Being forced to consider your mortality

There’s nothing like a deadly coronavirus to stop you dead in your tracks and start considering what may have been, six months ago, inconceivable, but now, all of a sudden is quite possible.

At 67 I never thought my number would come up, at least, not until some time after 70, or even 80.  In a country like ours, we could expect to live, and many have, well into their 80s, with a variety of ailments that were reasonably controlled by modern pharmaceuticals, and advances in medical science.

The coronavirus has swept all of that safety net away.

Gone.

And, it seems, whilst it doesn’t affect those under 60 as badly as those over 60, it will if you have underlying medical issues, and particularly those with damaged immune systems.

Those, in fact, who are cancer patients and others who have to use medication such as methotrexate.

Someone like me.

Instead of the expectation of seeing my grandchildren grow up into the adults we expect them to be, the odds have been stacked against me.   Statistically, the odds sit at 40% at best, 20% at worst, but my father is 95 and my mother 92.  I suspect the fact they have survived this long adds a few more points to my best rate.

But, even as little as four weeks ago, when this pandemic was still just a localized epidemic, it seemed that it couldn’t happen to us.

Not the way it has in the last few days.  It seems a lot of people don’t think the social distancing and self-isolation applies to them.  the pity of it is, they are the ones who may be least affected by it.

To increase the chances of not getting infected, I have to lock myself away and cut off contact with everyone and everything for the foreseeable future.  Unfortunately, where we have responsibilities to others and live in an environment where isolation is impossible,  I guess it’s only a matter of time.

**Records**
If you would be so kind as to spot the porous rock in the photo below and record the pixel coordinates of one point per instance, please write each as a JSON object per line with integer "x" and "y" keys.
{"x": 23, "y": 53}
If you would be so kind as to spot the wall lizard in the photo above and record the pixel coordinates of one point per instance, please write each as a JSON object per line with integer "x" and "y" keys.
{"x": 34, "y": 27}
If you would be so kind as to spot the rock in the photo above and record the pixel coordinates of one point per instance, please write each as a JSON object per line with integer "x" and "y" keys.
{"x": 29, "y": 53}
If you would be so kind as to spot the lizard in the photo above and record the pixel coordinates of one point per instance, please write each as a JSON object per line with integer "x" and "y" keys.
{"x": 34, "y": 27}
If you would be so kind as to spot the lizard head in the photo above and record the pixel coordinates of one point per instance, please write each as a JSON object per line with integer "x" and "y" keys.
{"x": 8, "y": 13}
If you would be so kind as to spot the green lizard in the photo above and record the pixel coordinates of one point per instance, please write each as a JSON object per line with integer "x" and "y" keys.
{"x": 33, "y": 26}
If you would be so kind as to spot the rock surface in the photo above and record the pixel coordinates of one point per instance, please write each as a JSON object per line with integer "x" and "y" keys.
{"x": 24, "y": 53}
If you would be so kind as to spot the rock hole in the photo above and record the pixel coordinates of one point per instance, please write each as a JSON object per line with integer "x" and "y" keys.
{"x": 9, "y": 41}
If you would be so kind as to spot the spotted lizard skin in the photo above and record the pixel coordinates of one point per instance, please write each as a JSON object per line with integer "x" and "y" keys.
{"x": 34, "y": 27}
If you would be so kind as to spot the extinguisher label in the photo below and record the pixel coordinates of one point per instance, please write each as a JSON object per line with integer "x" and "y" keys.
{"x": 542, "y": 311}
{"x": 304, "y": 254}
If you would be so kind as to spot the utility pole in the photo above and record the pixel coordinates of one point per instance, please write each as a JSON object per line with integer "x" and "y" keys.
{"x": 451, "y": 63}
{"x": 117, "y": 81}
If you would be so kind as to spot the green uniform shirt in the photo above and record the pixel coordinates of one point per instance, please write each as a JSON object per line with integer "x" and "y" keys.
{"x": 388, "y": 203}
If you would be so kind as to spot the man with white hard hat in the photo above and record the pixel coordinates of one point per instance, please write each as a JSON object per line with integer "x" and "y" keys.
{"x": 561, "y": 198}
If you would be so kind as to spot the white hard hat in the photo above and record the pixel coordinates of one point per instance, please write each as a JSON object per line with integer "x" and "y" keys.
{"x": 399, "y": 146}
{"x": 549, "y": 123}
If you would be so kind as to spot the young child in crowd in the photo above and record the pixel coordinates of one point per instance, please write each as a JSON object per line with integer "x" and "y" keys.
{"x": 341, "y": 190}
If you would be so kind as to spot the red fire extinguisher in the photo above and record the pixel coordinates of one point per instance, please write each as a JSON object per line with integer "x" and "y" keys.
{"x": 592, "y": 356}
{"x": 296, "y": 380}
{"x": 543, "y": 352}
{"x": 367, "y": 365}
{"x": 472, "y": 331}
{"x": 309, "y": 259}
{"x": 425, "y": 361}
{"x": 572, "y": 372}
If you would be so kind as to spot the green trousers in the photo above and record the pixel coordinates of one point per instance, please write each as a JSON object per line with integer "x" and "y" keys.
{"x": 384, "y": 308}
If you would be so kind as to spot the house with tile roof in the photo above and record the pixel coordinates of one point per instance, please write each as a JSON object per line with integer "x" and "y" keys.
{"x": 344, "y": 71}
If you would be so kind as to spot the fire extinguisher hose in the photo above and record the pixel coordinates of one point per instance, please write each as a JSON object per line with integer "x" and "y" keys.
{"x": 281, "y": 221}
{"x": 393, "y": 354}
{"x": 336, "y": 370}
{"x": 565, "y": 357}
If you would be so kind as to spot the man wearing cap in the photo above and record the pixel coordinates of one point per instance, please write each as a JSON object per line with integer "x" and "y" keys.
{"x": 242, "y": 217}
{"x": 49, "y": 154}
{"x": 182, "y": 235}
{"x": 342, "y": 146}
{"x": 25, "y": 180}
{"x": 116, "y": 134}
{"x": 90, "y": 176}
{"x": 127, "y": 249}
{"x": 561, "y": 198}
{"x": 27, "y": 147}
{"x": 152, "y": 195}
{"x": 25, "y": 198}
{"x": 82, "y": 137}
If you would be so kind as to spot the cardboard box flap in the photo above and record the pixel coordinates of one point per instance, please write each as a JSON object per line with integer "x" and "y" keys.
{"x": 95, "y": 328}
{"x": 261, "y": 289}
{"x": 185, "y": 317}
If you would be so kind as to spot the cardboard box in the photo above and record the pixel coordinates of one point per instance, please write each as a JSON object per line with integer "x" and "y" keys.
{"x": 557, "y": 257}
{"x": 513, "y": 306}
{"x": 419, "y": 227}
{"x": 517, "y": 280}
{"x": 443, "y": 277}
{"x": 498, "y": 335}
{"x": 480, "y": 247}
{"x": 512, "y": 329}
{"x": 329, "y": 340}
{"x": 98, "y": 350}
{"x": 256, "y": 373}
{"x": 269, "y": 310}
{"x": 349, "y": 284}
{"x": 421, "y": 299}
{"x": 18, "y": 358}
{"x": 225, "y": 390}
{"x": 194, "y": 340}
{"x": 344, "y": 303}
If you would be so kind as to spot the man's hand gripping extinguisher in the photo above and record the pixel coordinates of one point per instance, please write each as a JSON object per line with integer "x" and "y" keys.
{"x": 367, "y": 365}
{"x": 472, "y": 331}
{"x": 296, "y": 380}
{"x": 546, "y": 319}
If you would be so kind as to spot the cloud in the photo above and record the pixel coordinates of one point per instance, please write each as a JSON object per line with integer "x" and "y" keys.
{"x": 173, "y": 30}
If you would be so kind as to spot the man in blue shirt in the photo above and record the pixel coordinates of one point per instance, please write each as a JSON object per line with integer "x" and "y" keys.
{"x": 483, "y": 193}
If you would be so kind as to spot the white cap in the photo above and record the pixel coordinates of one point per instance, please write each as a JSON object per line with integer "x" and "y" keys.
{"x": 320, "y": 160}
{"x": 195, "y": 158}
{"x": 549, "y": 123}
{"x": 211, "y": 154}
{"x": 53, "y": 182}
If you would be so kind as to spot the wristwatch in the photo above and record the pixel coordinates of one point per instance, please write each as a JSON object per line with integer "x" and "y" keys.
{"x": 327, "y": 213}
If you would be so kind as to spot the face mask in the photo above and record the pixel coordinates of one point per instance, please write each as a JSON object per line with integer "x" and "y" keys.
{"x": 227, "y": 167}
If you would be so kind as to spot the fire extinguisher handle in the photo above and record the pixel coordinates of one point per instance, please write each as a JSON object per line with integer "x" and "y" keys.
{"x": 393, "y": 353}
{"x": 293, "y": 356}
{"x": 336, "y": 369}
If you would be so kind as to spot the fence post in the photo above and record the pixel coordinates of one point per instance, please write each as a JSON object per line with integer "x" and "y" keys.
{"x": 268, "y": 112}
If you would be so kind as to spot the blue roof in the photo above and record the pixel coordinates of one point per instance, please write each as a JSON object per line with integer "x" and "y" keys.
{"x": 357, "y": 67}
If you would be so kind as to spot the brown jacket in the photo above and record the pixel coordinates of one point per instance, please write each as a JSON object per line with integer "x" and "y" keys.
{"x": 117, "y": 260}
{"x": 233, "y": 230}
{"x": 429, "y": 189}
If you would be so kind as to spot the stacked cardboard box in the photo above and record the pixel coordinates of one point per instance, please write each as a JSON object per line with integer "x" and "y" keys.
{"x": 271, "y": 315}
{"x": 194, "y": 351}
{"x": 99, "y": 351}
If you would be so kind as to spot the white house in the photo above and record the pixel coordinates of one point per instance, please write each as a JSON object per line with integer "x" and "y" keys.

**Work instructions**
(1) According to the essay on facing mortality during the coronavirus, how old are the writer's father and mother?
(2) Reproduce word for word the part of the essay on facing mortality during the coronavirus that begins at the words "There’s nothing like" and stops after "damaged immune systems.".
(3) Write the next part of the essay on facing mortality during the coronavirus, picking up after its final sentence.

**Expected results**
(1) The writer's father is 95 and the writer's mother is 92.

(2)
There’s nothing like a deadly coronavirus to stop you dead in your tracks and start considering what may have been, six months ago, inconceivable, but now, all of a sudden is quite possible.

At 67 I never thought my number would come up, at least, not until some time after 70, or even 80.  In a country like ours, we could expect to live, and many have, well into their 80s, with a variety of ailments that were reasonably controlled by modern pharmaceuticals, and advances in medical science.

The coronavirus has swept all of that safety net away.

Gone.

And, it seems, whilst it doesn’t affect those under 60 as badly as those over 60, it will if you have underlying medical issues, and particularly those with damaged immune systems.

(3)
I will be watching re-runs of The Omega Man, a film I saw one dark and dreary night, and one that surprised me that it might possible.

In those days, this sort of pandemic was not considered possible and the figment of some scriptwriter or author’s imagination.  Now, it’s quite prophetic.

I think I’ll add Soylent Green to that list because it deals with the extinction of life in a different but equally improbable way.  The problem is, I think it’s now an all too real possibility considering how we initially ignored the coronavirus, and are now ignoring climate change.

The trouble is, I don’t think I’ll live long enough to see that I’m right.

Watch the two movies and then let me know what you think.

 

 

2 thoughts on “Being forced to consider your mortality

  1. I am myself approaching the big 6-0.. I can understand your sudden pessimism as I too am asking myself a few hard questions as well. Pray that we all survive this testing period and live long enough to still be able to make a difference.